§ **Exercise directions**: Please recast the items below as a numbered list, starting at the line that contains "Tag the building" and running through the final line of the items, with blank lines omitted.
★ ★ ★
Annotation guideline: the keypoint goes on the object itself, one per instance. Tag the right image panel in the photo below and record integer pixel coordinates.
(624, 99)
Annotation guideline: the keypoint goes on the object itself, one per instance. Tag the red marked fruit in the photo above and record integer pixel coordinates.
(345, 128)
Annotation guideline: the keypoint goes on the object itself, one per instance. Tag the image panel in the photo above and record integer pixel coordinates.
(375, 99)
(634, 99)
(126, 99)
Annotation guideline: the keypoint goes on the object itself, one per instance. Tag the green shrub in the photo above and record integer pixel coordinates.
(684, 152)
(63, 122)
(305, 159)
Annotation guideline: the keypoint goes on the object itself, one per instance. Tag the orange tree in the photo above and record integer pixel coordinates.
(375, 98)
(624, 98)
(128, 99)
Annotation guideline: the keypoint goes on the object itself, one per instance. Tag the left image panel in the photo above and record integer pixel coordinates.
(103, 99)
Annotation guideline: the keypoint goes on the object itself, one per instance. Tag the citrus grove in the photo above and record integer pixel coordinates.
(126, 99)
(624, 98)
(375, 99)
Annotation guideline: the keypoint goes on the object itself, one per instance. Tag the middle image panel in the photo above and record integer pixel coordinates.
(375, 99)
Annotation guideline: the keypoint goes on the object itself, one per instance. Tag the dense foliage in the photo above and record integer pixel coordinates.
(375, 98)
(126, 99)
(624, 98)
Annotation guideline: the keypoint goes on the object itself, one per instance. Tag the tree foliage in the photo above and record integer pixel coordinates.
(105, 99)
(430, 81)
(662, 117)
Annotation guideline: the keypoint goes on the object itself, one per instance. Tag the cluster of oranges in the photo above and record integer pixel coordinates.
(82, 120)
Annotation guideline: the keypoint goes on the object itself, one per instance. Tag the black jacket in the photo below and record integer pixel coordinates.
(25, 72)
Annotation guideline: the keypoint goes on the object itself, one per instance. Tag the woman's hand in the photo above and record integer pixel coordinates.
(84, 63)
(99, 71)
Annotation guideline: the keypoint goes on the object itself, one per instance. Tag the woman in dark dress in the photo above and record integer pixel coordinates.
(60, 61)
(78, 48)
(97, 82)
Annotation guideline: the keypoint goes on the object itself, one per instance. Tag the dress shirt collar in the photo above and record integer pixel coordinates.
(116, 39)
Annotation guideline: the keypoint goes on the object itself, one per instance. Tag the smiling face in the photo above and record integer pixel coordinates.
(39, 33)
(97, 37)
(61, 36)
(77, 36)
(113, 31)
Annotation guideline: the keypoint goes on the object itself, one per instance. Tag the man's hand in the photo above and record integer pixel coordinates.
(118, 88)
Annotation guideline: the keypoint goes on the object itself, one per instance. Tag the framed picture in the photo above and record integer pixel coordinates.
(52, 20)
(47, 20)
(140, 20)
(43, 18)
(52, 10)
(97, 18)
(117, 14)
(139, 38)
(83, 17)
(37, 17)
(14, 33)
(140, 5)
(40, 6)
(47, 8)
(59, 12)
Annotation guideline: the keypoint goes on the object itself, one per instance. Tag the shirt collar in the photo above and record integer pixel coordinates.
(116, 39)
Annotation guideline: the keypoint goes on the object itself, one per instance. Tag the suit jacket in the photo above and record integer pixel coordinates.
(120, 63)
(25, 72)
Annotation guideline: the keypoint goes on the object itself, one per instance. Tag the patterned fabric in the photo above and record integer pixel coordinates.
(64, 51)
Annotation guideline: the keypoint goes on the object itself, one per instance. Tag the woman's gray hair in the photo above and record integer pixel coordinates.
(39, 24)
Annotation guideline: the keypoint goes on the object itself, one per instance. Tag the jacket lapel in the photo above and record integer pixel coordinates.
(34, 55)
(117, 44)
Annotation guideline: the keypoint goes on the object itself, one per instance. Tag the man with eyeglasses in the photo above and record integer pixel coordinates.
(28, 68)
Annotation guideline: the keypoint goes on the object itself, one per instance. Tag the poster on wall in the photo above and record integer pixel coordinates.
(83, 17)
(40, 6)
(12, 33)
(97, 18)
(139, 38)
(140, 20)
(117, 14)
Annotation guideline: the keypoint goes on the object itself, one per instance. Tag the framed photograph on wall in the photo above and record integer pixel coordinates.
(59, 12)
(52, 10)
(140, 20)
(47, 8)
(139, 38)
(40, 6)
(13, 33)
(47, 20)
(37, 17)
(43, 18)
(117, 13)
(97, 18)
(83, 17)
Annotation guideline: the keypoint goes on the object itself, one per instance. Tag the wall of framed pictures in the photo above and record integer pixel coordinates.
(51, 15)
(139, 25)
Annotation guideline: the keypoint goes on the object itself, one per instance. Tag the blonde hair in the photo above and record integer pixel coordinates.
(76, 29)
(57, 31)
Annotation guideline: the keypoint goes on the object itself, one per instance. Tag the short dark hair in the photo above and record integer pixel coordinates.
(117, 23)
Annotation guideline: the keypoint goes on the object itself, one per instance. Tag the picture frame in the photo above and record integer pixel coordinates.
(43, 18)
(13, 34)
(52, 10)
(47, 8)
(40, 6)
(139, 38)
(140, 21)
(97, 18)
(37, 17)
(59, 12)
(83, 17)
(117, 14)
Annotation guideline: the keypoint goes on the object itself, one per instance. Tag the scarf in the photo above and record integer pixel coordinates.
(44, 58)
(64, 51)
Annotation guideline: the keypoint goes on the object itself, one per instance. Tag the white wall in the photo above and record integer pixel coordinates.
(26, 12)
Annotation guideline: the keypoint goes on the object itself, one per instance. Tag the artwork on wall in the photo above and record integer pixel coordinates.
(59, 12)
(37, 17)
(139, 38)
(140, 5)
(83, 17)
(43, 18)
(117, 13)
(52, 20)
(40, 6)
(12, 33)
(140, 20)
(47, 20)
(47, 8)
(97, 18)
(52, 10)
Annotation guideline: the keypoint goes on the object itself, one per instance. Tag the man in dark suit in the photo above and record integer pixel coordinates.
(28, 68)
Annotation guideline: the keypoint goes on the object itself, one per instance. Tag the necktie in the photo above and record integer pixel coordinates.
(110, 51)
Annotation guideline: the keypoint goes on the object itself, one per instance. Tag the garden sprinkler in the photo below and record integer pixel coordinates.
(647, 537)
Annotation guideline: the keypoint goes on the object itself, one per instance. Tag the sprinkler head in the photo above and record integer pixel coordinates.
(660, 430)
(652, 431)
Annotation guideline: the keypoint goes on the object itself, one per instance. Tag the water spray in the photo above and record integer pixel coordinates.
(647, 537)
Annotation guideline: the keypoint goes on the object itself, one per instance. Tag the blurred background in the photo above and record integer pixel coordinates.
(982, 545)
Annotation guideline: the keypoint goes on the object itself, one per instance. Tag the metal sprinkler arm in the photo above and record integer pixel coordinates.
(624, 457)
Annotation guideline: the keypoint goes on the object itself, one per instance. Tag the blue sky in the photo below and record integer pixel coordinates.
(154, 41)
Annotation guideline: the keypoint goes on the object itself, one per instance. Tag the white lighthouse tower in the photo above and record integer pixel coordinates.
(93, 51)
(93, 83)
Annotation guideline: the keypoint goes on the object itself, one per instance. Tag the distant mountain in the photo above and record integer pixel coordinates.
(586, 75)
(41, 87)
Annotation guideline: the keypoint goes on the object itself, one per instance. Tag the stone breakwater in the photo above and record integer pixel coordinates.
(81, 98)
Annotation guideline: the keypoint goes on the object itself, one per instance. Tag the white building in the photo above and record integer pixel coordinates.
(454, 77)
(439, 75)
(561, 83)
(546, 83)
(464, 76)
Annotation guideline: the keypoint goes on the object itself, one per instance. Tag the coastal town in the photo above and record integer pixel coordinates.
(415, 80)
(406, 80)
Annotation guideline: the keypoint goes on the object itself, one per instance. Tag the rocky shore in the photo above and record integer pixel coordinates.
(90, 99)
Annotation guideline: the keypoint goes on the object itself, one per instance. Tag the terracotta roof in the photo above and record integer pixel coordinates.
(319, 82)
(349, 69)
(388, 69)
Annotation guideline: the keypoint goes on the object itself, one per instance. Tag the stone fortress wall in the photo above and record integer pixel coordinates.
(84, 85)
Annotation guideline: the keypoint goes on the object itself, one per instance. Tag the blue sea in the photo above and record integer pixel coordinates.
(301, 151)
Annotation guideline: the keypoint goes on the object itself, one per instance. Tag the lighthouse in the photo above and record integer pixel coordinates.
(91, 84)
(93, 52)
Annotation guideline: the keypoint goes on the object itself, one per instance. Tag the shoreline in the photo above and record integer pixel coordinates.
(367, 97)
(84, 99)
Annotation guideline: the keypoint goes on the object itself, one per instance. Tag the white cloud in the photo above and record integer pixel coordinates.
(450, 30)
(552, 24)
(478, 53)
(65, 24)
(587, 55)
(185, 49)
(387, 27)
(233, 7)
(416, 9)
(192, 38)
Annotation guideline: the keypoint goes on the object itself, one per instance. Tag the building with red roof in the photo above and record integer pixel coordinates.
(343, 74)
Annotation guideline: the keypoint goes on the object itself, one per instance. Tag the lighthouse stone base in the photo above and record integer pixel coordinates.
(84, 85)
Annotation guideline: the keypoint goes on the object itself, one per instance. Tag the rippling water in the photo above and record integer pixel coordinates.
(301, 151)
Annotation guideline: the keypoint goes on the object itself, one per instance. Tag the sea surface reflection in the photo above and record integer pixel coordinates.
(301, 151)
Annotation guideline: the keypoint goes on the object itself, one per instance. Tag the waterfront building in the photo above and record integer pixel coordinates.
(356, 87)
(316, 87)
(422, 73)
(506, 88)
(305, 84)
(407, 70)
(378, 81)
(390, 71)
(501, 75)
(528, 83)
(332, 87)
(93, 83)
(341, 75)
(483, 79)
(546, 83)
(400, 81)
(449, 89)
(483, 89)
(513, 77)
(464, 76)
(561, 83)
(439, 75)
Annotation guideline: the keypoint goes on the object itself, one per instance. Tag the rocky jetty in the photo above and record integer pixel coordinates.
★ ★ ★
§ **Answer in full**:
1. Annotation guideline: the keypoint goes on the object itself, one per instance. Tag the building with red roof in the photo above and record integer pixel coordinates.
2. (343, 74)
3. Annotation guideline: the keypoint goes on the object itself, one per instance. Tag the lighthouse stone base in the photo above and record integer pixel coordinates.
4. (84, 85)
5. Annotation guideline: the keypoint goes on the object itself, one per instance. Tag the rippling water in the photo above and record integer pixel coordinates.
6. (301, 151)
7. Annotation guideline: the keypoint goes on the object itself, one per instance. Tag the sea surface reflection in the photo above and record integer pixel coordinates.
8. (301, 151)
9. Annotation guideline: the keypoint goes on the object itself, one per instance. Tag the waterfront building in the photo above and record integer pixel coordinates.
10. (356, 87)
11. (316, 87)
12. (422, 73)
13. (506, 88)
14. (305, 84)
15. (407, 70)
16. (378, 81)
17. (390, 71)
18. (501, 75)
19. (528, 83)
20. (332, 87)
21. (93, 83)
22. (341, 75)
23. (483, 79)
24. (546, 83)
25. (400, 81)
26. (449, 89)
27. (483, 89)
28. (513, 77)
29. (464, 76)
30. (561, 83)
31. (439, 75)
32. Annotation guideline: the keypoint goes on the object itself, one per instance. Tag the rocky jetty in the photo above and record integer pixel coordinates.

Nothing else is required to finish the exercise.